Try it: Write out the following listing in full, exactly as it reads.

Input data:
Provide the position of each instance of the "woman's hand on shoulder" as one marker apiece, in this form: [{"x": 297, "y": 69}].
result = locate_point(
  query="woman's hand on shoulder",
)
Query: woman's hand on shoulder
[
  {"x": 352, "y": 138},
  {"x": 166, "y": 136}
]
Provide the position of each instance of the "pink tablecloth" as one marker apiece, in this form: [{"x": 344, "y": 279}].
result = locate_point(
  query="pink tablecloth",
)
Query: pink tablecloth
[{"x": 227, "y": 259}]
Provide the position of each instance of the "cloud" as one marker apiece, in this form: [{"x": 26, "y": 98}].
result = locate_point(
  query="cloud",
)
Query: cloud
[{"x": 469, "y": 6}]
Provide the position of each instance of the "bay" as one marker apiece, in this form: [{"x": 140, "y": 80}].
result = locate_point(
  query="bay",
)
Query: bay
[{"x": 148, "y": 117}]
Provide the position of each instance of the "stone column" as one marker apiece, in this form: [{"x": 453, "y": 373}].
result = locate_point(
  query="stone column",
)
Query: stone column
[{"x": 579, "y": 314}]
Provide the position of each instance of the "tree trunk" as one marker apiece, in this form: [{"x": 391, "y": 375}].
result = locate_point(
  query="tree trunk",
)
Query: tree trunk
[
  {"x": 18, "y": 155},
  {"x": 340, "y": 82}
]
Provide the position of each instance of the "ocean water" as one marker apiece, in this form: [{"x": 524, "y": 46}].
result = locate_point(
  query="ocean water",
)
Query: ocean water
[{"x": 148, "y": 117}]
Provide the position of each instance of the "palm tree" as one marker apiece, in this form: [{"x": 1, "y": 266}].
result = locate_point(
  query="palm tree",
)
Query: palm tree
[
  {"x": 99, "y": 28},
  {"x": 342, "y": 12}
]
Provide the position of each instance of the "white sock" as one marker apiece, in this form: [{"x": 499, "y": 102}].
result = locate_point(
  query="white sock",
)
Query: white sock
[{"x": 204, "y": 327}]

Final answer:
Provide the position of each instance of the "woman's hand on shoulder" as one marker apiece, in this form: [{"x": 297, "y": 69}].
result = locate_point(
  query="woman's hand on shoulder",
)
Query: woman's hand on shoulder
[
  {"x": 352, "y": 138},
  {"x": 166, "y": 136}
]
Provide the position of each instance of the "pink tablecloth" as one marker apiece, in this form: [{"x": 344, "y": 279}].
result = locate_point(
  query="pink tablecloth",
)
Query: pink tablecloth
[{"x": 227, "y": 259}]
Provide the position of each instance of the "cloud" as one marker apiece, in this form: [{"x": 26, "y": 98}].
result = locate_point(
  query="cloud",
)
Query: cloud
[{"x": 469, "y": 6}]
Provide the position of each instance of the "bay" as one marker apiece, in this form: [{"x": 140, "y": 80}].
result = locate_point(
  query="bay",
)
Query: bay
[{"x": 148, "y": 117}]
Provide the position of each instance of the "stone column" as one marker apiece, in this form: [{"x": 453, "y": 373}].
result = locate_point(
  query="stone column",
)
Query: stone column
[{"x": 579, "y": 314}]
Provide the position of each instance of the "tree trunk" as one marker apiece, in this form: [{"x": 391, "y": 375}].
result = locate_point(
  query="tree trunk",
)
Query: tree trunk
[
  {"x": 18, "y": 155},
  {"x": 340, "y": 82}
]
Provide the position of each instance of the "ocean water" as one marker apiece, in this form: [{"x": 524, "y": 46}].
result = locate_point(
  query="ocean water",
)
Query: ocean water
[{"x": 148, "y": 117}]
Provide the position of each instance of the "palm tree" as one marker apiece, in this form: [{"x": 1, "y": 266}].
result = locate_point(
  query="palm tree",
)
Query: palm tree
[
  {"x": 99, "y": 28},
  {"x": 342, "y": 12}
]
Provide the position of each instance of the "white sock" as one marker apiece, in this form: [{"x": 499, "y": 102}].
result = locate_point(
  query="white sock",
)
Query: white sock
[{"x": 204, "y": 327}]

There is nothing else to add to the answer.